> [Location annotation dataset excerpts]
************

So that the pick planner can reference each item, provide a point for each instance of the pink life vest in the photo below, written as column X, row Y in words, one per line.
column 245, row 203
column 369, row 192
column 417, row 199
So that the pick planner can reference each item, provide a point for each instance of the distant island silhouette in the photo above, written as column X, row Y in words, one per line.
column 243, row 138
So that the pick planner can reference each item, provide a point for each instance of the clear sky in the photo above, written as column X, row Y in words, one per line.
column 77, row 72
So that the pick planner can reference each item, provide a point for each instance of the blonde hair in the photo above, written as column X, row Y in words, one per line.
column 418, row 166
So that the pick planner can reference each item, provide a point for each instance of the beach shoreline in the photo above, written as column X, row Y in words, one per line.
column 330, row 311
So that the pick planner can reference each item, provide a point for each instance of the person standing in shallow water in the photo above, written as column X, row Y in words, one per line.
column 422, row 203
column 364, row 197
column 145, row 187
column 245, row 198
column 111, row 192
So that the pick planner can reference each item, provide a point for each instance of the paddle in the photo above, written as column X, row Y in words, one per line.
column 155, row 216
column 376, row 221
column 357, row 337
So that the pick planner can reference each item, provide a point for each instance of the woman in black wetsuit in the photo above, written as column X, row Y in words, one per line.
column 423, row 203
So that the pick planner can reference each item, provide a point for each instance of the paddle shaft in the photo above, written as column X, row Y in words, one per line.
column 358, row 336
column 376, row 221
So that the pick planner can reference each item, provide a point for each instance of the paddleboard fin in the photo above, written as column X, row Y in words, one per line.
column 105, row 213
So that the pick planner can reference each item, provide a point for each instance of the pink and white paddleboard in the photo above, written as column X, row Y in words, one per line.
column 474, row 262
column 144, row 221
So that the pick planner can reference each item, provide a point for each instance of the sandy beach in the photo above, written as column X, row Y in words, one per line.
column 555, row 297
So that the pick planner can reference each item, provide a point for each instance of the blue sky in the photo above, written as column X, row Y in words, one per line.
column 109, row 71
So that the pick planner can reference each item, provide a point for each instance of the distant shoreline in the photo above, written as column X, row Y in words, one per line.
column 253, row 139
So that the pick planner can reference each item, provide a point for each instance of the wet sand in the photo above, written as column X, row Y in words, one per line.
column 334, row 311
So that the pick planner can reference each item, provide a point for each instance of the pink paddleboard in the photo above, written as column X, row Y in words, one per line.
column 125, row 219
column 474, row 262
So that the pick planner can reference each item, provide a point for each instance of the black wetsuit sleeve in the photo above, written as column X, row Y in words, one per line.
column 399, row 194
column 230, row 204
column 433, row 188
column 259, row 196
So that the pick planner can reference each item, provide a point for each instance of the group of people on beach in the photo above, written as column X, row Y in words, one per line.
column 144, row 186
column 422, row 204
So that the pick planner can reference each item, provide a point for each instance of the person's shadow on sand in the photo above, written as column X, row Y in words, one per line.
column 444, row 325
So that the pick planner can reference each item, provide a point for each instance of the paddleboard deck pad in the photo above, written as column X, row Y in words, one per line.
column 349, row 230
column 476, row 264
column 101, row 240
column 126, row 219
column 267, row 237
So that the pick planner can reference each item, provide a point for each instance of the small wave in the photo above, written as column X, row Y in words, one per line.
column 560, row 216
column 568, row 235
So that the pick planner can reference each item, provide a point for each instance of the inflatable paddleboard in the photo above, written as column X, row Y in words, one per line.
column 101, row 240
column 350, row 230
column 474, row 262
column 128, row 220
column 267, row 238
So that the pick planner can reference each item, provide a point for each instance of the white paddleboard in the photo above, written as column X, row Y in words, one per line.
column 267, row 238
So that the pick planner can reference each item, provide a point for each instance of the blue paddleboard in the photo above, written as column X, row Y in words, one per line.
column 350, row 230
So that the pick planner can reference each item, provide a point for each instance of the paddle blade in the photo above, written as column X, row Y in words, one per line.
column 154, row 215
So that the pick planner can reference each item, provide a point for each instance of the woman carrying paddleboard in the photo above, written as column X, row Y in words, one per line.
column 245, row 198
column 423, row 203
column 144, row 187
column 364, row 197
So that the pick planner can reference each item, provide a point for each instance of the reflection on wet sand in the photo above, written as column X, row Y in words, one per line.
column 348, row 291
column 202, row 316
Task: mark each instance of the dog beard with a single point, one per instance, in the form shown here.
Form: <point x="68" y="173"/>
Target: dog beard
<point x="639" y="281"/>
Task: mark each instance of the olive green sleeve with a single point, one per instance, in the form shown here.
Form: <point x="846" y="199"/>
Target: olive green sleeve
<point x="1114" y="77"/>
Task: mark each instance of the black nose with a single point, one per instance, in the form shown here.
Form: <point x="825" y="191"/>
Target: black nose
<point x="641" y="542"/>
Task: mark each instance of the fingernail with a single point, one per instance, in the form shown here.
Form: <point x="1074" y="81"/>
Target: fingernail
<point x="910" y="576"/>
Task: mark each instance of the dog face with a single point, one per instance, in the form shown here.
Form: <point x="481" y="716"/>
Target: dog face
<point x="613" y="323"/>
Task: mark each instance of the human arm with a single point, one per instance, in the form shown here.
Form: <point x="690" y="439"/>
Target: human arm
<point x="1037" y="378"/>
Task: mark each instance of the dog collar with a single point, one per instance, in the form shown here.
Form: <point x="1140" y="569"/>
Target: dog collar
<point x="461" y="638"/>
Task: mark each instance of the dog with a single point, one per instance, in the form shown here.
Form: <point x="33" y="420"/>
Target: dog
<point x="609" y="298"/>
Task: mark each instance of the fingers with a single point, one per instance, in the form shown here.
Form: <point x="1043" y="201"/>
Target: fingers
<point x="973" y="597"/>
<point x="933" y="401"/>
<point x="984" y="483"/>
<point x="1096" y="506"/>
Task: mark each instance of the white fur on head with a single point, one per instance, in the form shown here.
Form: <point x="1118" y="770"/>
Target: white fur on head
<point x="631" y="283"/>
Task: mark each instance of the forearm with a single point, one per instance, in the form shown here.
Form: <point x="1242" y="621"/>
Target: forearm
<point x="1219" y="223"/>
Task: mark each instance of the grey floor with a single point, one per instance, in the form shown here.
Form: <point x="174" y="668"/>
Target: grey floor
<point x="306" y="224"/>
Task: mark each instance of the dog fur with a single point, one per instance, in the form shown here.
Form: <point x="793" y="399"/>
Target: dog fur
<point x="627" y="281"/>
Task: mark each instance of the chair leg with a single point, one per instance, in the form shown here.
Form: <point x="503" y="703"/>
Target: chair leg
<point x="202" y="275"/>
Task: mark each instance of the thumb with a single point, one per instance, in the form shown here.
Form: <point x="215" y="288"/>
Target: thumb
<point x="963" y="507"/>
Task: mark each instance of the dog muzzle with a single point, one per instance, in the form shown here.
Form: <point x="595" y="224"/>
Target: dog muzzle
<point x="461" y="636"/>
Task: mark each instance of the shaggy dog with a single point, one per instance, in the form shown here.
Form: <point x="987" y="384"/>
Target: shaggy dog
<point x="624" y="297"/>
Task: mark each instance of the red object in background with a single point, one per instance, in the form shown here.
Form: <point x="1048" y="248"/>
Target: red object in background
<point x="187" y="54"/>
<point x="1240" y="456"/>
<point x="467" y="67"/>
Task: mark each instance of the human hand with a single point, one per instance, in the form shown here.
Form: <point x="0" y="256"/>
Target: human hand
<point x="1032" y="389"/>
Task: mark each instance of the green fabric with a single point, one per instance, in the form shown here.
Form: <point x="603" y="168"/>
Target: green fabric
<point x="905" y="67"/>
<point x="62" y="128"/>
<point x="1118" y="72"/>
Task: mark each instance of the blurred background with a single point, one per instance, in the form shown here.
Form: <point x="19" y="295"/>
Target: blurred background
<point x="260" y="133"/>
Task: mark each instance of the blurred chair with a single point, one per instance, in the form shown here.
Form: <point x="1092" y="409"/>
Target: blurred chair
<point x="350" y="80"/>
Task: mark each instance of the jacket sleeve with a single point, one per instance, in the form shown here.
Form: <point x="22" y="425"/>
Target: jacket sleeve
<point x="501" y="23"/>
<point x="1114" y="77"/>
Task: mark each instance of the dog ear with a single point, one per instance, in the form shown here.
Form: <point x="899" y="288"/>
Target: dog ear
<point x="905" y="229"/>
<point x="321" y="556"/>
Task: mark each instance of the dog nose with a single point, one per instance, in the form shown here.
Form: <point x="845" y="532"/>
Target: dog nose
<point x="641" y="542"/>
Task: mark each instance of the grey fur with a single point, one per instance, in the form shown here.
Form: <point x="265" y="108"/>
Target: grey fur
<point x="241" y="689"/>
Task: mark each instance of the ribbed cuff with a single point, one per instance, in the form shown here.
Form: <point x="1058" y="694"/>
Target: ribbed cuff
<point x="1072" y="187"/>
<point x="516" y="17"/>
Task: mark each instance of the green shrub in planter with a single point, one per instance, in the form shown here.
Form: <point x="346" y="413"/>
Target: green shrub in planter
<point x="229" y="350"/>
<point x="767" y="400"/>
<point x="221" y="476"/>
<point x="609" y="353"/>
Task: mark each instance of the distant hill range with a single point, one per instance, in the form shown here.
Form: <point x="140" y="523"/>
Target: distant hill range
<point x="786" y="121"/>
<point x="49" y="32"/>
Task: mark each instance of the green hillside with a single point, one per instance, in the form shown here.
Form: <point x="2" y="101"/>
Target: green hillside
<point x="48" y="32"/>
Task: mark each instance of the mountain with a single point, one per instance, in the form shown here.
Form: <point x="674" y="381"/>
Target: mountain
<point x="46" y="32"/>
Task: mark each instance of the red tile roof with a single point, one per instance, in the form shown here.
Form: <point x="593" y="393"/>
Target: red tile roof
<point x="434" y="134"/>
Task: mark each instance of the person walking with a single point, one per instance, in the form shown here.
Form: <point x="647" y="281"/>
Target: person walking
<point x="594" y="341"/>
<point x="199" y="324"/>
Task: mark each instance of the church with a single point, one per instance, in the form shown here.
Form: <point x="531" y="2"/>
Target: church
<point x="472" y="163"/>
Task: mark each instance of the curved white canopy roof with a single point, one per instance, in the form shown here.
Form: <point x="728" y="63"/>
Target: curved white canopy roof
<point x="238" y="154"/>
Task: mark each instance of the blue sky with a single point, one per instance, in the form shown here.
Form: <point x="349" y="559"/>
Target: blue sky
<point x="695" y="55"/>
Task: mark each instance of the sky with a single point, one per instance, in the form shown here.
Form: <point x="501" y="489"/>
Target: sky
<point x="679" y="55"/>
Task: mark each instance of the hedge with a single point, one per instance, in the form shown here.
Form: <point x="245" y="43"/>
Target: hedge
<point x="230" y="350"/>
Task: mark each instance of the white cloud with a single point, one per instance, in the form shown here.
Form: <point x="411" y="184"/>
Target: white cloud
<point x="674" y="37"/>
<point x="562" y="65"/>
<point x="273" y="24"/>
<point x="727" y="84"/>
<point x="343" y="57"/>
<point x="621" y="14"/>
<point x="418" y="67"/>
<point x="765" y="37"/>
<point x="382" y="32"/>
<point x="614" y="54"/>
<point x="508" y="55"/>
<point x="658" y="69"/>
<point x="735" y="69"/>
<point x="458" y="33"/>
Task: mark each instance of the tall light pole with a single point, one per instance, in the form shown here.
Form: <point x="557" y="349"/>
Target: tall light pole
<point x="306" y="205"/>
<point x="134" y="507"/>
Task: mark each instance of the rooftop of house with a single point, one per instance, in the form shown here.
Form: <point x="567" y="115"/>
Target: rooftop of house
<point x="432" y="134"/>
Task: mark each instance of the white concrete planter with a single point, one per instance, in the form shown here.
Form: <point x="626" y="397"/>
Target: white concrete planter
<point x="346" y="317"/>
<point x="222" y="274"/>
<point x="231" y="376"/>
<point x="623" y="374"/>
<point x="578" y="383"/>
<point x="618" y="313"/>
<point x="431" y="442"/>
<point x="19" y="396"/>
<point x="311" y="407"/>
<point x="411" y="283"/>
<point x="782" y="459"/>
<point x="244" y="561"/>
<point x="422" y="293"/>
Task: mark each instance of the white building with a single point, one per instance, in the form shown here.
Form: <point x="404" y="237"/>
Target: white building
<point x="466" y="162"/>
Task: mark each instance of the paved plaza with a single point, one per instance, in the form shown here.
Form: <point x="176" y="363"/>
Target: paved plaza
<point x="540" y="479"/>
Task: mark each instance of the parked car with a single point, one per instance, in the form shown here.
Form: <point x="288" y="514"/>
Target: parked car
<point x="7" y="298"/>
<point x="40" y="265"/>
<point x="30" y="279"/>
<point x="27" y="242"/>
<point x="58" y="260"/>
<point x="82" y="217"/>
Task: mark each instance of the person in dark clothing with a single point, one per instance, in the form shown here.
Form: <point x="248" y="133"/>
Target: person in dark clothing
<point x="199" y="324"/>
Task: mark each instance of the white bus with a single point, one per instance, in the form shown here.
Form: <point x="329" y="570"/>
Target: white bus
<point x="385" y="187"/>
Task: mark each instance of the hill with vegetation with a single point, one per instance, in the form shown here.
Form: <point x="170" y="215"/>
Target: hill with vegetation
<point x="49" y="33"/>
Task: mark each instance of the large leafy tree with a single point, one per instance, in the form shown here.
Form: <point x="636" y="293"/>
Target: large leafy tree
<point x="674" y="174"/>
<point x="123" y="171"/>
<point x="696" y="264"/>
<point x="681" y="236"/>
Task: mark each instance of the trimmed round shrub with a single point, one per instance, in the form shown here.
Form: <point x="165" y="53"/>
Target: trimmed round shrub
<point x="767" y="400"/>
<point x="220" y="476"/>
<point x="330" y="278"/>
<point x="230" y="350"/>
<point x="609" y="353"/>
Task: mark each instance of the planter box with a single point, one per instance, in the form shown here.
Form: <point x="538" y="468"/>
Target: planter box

************

> [TASK OBJECTIVE] In the data above, reproduce word for word the lines starting at the one containing "the white paddleboard" and ending at the one containing "column 154, row 215", with both of those lines included.

> [WRITTEN RESPONSE]
So that the pick planner can reference each item, provide a point for each instance of the white paddleboard in the photo above, written as column X, row Y in words, one per line.
column 267, row 238
So that the pick planner can reference each item, provide a point for each instance of the blue paddleboard in the photo above, written as column X, row Y in words, one per line.
column 350, row 230
So that the pick planner can reference each item, provide a point for each instance of the paddle blade in the photo above, written as column X, row Y in words, one per line.
column 154, row 215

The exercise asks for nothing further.